EXERCISE REQUIREMENTS
a) In the Paul Warwick profile, which club did Warwick leave when he joined Connacht in 2004?
b) Carry on the Paul Warwick profile from its last sentence.

SELECTED EXTRACT

** begin **

International career
- Years: Team / Apps / (Points)
- 2010: Barbarians / 2 / (0)

National sevens team
- Years: Team /  / Comps
- 2001-2004: Australia /  / WS

= Paul Warwick (rugby union) =

Australian rugby union player

Paul Warwick (born 8 January 1981 in Australia) is a former Australian rugby union player. He played at fly-half, fullback or centre.

==Connacht==
Warwick joined Irish province Connacht from Manly in 2004 on a one-year contract. A 97-point return in the 2004–05 European Challenge Cup saw Warwick awarded with a two-year extension on his contract. In a total of 19 appearances in the Challenge Cup, he scored 157 points.

** end **

DATA SECTION

** begin **

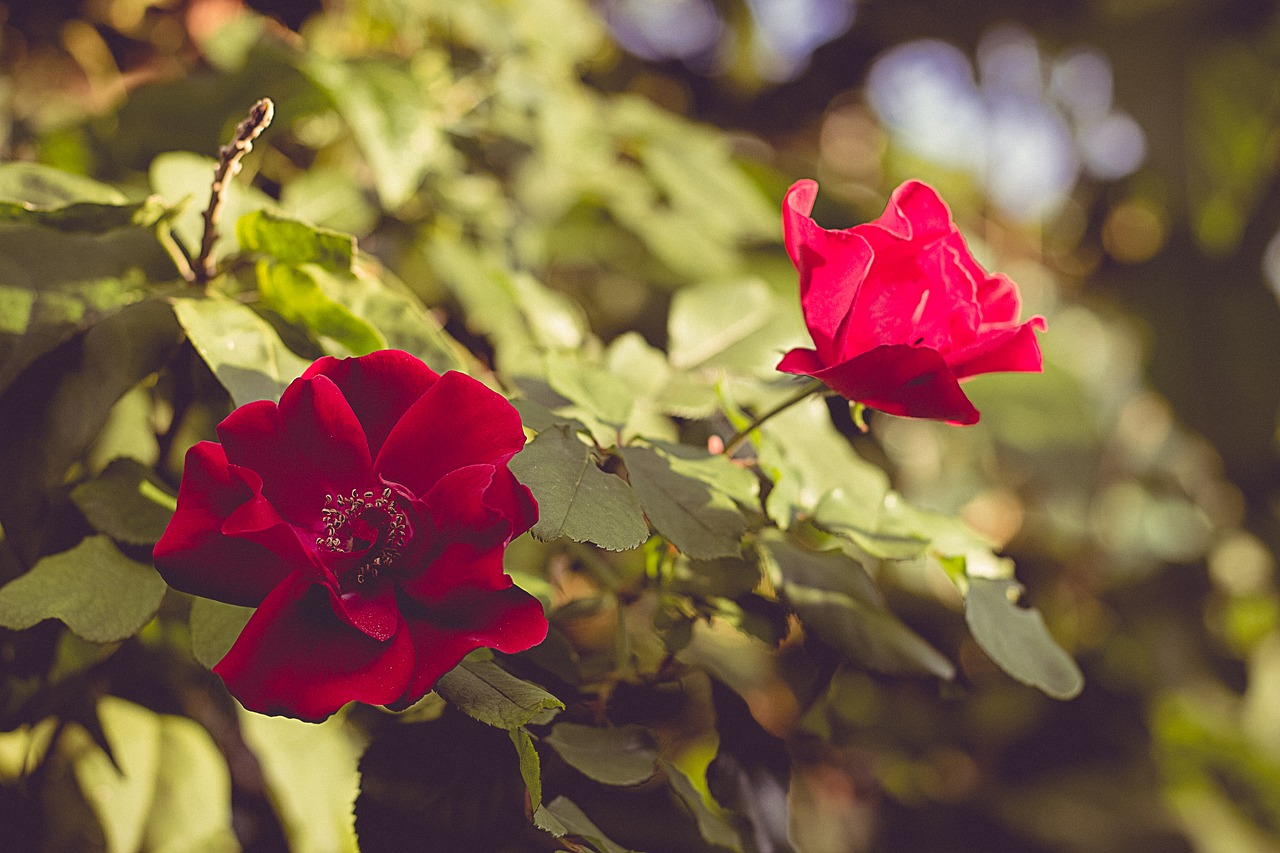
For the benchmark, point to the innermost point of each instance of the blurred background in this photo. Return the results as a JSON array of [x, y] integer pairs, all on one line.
[[1116, 158]]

** end **

ANSWERS TO THE EXERCISE
a) Manly

b)
==Munster==
Warwick joined Munster in 2007, straight from Connacht. He scored 21-point on his full debut for Munster against Llanelli Scarlets on 22 September 2007. He was on the bench for Munster for the 2008 Heineken Cup Final against Toulouse, but did not come on. In April 2009, Warwick scored two monster drop-goals and a try in Munster's 2008–09 Heineken Cup quarter-final against Ospreys, a game in which he won the Man-of-the-Match award. On 27 January 2009, he reportedly signed a three-year deal with Aviva Premiership club London Irish, starting at the start of the 2009–10 Guinness Premiership season. However, there was speculation as to whether he would be joining London Irish or remaining with Munster for the start of the next season, and a Tug-of-War started between the two sides looking to secure his services. On 9 April 2009, Munster and London Irish announced that the issue over Warwick has been resolved to the satisfaction of all parties and that Warwick would be remaining with Munster for 2010–11. He was part of the Munster team that won the 2008–09 Magners League. Warwick scored all of Munster's points during their historic 15–6 win over Australia in November 2010, kicking 3 penalties and 2 drop goals. On 20 December 2010, Munster confirmed that Warwick would leave at the end of the 2010–11 season. He attracted the interest of several European clubs, who offered terms that Munster could not match. Warwick's last appearance for Munster was when he came off the bench during the 2011 Celtic League Grand Final. Munster won the match, against newly crowned Heineken Cup champions and fierce rivals Leinster, 19–9 in Thomond Park.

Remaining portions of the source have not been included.